#### BEREITGESTELLTES MATERIAL ####
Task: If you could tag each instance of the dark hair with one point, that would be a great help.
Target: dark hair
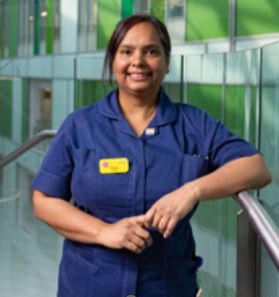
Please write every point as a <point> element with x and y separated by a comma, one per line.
<point>123,27</point>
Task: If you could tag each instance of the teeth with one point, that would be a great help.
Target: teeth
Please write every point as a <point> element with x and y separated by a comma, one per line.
<point>138,75</point>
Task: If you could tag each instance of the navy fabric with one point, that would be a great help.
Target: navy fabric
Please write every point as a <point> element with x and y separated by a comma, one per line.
<point>187,143</point>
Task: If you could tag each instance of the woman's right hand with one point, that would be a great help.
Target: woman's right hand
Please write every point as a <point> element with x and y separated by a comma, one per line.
<point>128,233</point>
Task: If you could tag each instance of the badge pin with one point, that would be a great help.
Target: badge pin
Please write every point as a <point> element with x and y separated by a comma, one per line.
<point>150,131</point>
<point>113,165</point>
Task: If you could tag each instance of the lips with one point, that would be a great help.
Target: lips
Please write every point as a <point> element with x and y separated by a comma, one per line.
<point>138,76</point>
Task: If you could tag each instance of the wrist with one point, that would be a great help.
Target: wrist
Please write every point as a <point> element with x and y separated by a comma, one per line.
<point>99,235</point>
<point>192,191</point>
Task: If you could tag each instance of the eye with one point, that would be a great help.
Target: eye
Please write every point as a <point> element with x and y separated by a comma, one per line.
<point>153,52</point>
<point>125,51</point>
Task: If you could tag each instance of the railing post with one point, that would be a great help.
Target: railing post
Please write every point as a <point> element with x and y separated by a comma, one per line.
<point>247,258</point>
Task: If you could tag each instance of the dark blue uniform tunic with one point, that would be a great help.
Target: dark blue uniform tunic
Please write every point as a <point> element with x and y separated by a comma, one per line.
<point>185,143</point>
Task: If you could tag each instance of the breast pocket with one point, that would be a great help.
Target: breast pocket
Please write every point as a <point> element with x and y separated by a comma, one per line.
<point>93,188</point>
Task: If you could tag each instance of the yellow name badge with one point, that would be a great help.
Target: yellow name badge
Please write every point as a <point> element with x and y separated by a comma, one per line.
<point>114,165</point>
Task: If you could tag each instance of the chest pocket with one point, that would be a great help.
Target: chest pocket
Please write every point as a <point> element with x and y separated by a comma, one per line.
<point>93,189</point>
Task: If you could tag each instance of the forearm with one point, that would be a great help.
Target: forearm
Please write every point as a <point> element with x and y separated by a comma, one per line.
<point>66,219</point>
<point>240,174</point>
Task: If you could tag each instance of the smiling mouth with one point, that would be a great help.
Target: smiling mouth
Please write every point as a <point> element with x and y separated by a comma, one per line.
<point>139,76</point>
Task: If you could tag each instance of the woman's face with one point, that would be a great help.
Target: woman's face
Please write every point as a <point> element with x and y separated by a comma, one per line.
<point>140,63</point>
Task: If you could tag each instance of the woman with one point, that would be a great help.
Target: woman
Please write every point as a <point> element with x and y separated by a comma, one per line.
<point>136,165</point>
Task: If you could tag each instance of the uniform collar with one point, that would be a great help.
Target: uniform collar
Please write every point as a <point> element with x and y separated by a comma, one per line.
<point>166,109</point>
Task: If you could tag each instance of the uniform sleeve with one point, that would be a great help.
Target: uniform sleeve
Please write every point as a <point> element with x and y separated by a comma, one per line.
<point>222,145</point>
<point>54,176</point>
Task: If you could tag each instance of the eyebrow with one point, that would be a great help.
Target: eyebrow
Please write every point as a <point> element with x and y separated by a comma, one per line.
<point>146,46</point>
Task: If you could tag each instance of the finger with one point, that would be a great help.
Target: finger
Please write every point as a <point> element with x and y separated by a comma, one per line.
<point>149,217</point>
<point>139,219</point>
<point>144,235</point>
<point>156,220</point>
<point>133,248</point>
<point>163,224</point>
<point>170,227</point>
<point>138,241</point>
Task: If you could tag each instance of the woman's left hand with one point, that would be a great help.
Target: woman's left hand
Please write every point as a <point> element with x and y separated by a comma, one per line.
<point>169,210</point>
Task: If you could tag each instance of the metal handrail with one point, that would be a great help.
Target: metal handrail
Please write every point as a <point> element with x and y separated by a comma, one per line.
<point>43,135</point>
<point>262,223</point>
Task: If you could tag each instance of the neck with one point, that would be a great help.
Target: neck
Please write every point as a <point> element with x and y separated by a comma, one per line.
<point>138,106</point>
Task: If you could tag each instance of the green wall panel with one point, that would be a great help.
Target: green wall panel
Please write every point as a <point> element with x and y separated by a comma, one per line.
<point>13,28</point>
<point>127,8</point>
<point>25,110</point>
<point>88,92</point>
<point>208,97</point>
<point>234,109</point>
<point>206,19</point>
<point>37,27</point>
<point>158,9</point>
<point>257,17</point>
<point>109,13</point>
<point>49,26</point>
<point>194,94</point>
<point>174,91</point>
<point>6,108</point>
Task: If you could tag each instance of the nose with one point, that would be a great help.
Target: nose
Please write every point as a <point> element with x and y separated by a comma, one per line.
<point>138,58</point>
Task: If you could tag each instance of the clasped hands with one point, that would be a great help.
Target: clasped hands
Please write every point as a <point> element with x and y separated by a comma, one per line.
<point>132,233</point>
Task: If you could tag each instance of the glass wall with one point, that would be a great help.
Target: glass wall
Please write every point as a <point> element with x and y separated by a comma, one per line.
<point>269,141</point>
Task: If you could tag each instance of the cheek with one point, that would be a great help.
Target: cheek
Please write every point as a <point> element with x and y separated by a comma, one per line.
<point>120,65</point>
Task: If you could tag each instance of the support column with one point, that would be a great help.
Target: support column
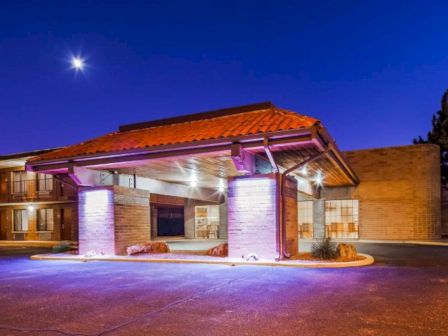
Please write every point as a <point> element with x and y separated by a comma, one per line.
<point>252,216</point>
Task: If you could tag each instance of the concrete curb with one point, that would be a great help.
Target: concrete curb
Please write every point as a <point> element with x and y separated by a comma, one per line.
<point>358,263</point>
<point>412,242</point>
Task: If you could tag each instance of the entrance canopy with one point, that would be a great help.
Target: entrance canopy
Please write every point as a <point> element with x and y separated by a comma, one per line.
<point>205,149</point>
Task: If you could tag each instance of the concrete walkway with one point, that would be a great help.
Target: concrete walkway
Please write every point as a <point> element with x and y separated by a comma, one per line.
<point>204,259</point>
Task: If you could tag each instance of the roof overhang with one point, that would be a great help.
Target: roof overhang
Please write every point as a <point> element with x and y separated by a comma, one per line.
<point>315,138</point>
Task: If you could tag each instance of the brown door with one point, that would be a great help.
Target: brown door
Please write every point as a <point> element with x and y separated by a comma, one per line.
<point>66,224</point>
<point>3,225</point>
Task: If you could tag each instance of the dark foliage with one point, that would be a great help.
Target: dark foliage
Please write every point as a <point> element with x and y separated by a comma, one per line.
<point>439,136</point>
<point>324,249</point>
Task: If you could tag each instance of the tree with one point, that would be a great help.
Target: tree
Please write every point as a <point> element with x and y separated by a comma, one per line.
<point>439,135</point>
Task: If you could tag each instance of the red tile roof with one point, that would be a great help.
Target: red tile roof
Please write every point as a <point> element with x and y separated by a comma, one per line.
<point>215,126</point>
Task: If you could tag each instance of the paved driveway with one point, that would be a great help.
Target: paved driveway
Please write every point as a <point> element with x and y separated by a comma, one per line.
####
→ **ZIEL**
Wandle alle Zeilen der Auflistung oben in eine nummerierte Liste um und lass dabei Leerzeilen weg. Die Bilder gehören nicht in die Antwort.

→ **DIE ANTWORT**
1. Task: If you could tag each instance of the dark hair with one point, that would be a great help.
2. Target: dark hair
3. Please write every point as a <point> element with x and y separated by a comma, one per line.
4. <point>123,27</point>
5. Task: If you could tag each instance of the teeth with one point, that would be a great help.
6. Target: teeth
7. Please write every point as a <point> element with x and y separated by a comma, one per line.
8. <point>138,75</point>
9. Task: If you could tag each instance of the navy fabric with one point, that would be a great help.
10. Target: navy fabric
11. Please write every point as a <point> element with x and y separated by a comma, one per line.
12. <point>187,143</point>
13. Task: If you could tag each instance of the woman's right hand with one point, that would be a great help.
14. Target: woman's right hand
15. Please write every point as a <point> element with x and y separated by a comma, one per line.
16. <point>128,233</point>
17. Task: If you could tag each instance of the badge pin with one point, that would be a great help.
18. Target: badge pin
19. Please write every point as a <point> element with x and y separated by a comma, one per line.
20. <point>150,131</point>
21. <point>113,165</point>
22. Task: If you could tag each instance of the lips with one point, that would be a great help.
23. Target: lips
24. Please write every point as a <point> element with x and y separated by a comma, one per line.
25. <point>138,76</point>
26. Task: If you could tag each instance of the wrist with one point, that would be a great help.
27. Target: wrist
28. Please write every point as a <point> element with x and y separated by a comma, one per line.
29. <point>99,235</point>
30. <point>192,191</point>
31. Task: If you could tag each instance of the eye with one point, that would be a great help.
32. Target: eye
33. Please write every point as a <point> element with x and y separated by a comma, one per line.
34. <point>153,52</point>
35. <point>125,51</point>
36. Task: If you could tag each instance of the railing post with one point, that would be a great help.
37. Target: railing post
38. Please write every point as a <point> element with x and y separated by a comma, one per line.
39. <point>247,258</point>
40. Task: If you could tag each instance of the dark blue uniform tunic with one point, that would be a great help.
41. Target: dark blue uniform tunic
42. Please write every point as a <point> element with x and y separated by a comma, one per line.
43. <point>185,143</point>
44. Task: If you could tag each instance of the breast pocket with one point, that would be a great help.
45. Target: breast pocket
46. Please write every point as a <point> element with x and y separated by a comma, one per line.
47. <point>93,188</point>
48. Task: If you could tag each instance of the yellow name badge with one point, that would be a great help.
49. Target: yellow name badge
50. Please write every point as a <point> element with x and y separated by a comma, one per line.
51. <point>114,165</point>
52. Task: If you could tag each instance of the chest pocket with one point, that would be a great help.
53. Target: chest pocket
54. Please write every point as a <point> element with x and y separated by a comma, one per line.
55. <point>93,189</point>
56. Task: If you could tag each instance of the forearm with one point, that would be a great help.
57. Target: forearm
58. Please write every point as a <point> element with x and y separated by a comma, one per line.
59. <point>66,219</point>
60. <point>240,174</point>
61. Task: If you could tag each instance of the smiling mouth with one point, that would be a great help.
62. Target: smiling mouth
63. Please write every point as a <point> element with x and y separated by a comma, one per line.
64. <point>139,76</point>
65. Task: If you could tag each instance of the woman's face with one point, that would be a great help.
66. Target: woman's face
67. Please write every point as a <point> element with x and y separated by a comma, one per line.
68. <point>140,63</point>
69. Task: If you could tag each instance of the woman with one point, that would be a great help.
70. Target: woman
71. Please write every point as a <point> element with x and y separated by a comma, one per line.
72. <point>136,165</point>
73. Task: If you could tag each instance of the uniform collar with one point, that would be a great help.
74. Target: uniform collar
75. Please write every point as a <point> element with x and y separated by a comma, one per line.
76. <point>166,109</point>
77. Task: If you could tag each instance of the uniform sleeve with one point, that would be a great help.
78. Target: uniform sleeve
79. Please write every point as a <point> element with x and y separated by a comma, one per line.
80. <point>222,145</point>
81. <point>54,176</point>
82. Task: If you could tag each instance of the eyebrow with one point, that would be a great help.
83. Target: eyebrow
84. Please write every point as a <point> element with x and y separated by a comma, one per line.
85. <point>146,46</point>
86. Task: If you could tag each instance of the finger with one point, that would be a great help.
87. Target: finger
88. Please write every point as a <point> element with x and y separated by a comma, one per line.
89. <point>149,217</point>
90. <point>139,219</point>
91. <point>144,235</point>
92. <point>156,220</point>
93. <point>133,248</point>
94. <point>163,224</point>
95. <point>170,227</point>
96. <point>138,241</point>
97. Task: If you could tag each instance of the woman's left hand with one point, that would be a great help.
98. Target: woman's left hand
99. Please write every point as a <point> element with x and y separated by a comma, one per line.
100. <point>169,210</point>
101. Task: If you could tag each instance of the metal handrail with one point, that would be a great help.
102. Target: metal handrail
103. Please write every point as a <point> element with x and y separated by a comma, one per line.
104. <point>43,135</point>
105. <point>262,223</point>
106. Task: If you could tag each instance of the neck with one point, that would be a great help.
107. Target: neck
108. Please write every point as a <point> element with x and y separated by a comma, one per line.
109. <point>138,106</point>
110. Task: If you could tag each instance of the green wall panel with one point, that would be a great help.
111. Target: green wall panel
112. Please write every point as a <point> element with x and y separated by a comma, one per line.
113. <point>13,28</point>
114. <point>127,8</point>
115. <point>25,110</point>
116. <point>88,92</point>
117. <point>208,97</point>
118. <point>234,109</point>
119. <point>206,19</point>
120. <point>37,27</point>
121. <point>158,9</point>
122. <point>257,17</point>
123. <point>109,13</point>
124. <point>49,26</point>
125. <point>194,94</point>
126. <point>174,91</point>
127. <point>6,108</point>
128. Task: If you could tag each instance of the nose with one point, that would be a great help.
129. Target: nose
130. Please write every point as a <point> element with x and y separated by a comma, one per line.
131. <point>138,58</point>
132. Task: If you could tag each instance of the clasped hands with one point, that would be a great help.
133. Target: clasped hands
134. Please write every point as a <point> element with x and y separated by a comma, one per line.
135. <point>132,233</point>
136. Task: If you could tag each instance of the glass wall with one point, that would be a great help.
137. Target: glass wall
138. Please write every point as a <point> element with x and y separated by a comma, one per line.
139. <point>269,141</point>
140. Task: If you could tag each instance of the cheek with one point, that would be a great help.
141. Target: cheek
142. Please write every point as a <point> element with x and y separated by a comma, one per line.
143. <point>120,65</point>
144. Task: If you could tag each instance of the support column with one point, that would be a great help.
145. Target: support column
146. Please write every point as a <point> element with x and y separated by a comma, one per line.
147. <point>252,216</point>
148. Task: If you could tag each instance of the concrete curb with one point, that would be a great help.
149. Target: concrete curb
150. Please write every point as a <point> element with x and y separated by a comma, one per line.
151. <point>358,263</point>
152. <point>412,242</point>
153. Task: If you could tag each instance of the entrance canopy with one point, that would be a great help.
154. Target: entrance canopy
155. Please write every point as a <point> element with x and y separated by a comma, one per line.
156. <point>205,149</point>
157. Task: If you could tag each instance of the concrete walkway with one point, that would be a great help.
158. Target: concrete walkway
159. Please write every point as a <point> element with x and y separated by a comma, one per line.
160. <point>204,259</point>
161. Task: If you could tag each instance of the roof overhang with one point, that would be a great help.
162. Target: roof overhang
163. Please write every point as a <point> element with x and y separated by a comma, one per line.
164. <point>315,138</point>
165. Task: If you could tag each instance of the brown door with one point, that would be a great help.
166. Target: brown door
167. Please write every point as a <point> element with x and y separated by a comma, one per line.
168. <point>66,224</point>
169. <point>3,225</point>
170. Task: If you could tag each instance of the dark foliage with one point, that would be a great help.
171. Target: dark foliage
172. Please write every point as a <point> element with x and y separated by a comma, one per line.
173. <point>439,136</point>
174. <point>324,249</point>
175. Task: If you could tag each instance of the tree with one point, that would be a great help.
176. Target: tree
177. Please write every point as a <point> element with x and y separated by a comma, one per line.
178. <point>439,135</point>
179. Task: If you could tag each instance of the red tile roof with one point, that would be a great help.
180. Target: red tile roof
181. Please write every point as a <point> element with x and y separated by a comma, one per line.
182. <point>215,126</point>
183. Task: If you could tag each instance of the paved driveway with one point, that would be a great help.
184. Target: paved driveway
185. Please write every point as a <point> element with x and y separated by a comma, one per line.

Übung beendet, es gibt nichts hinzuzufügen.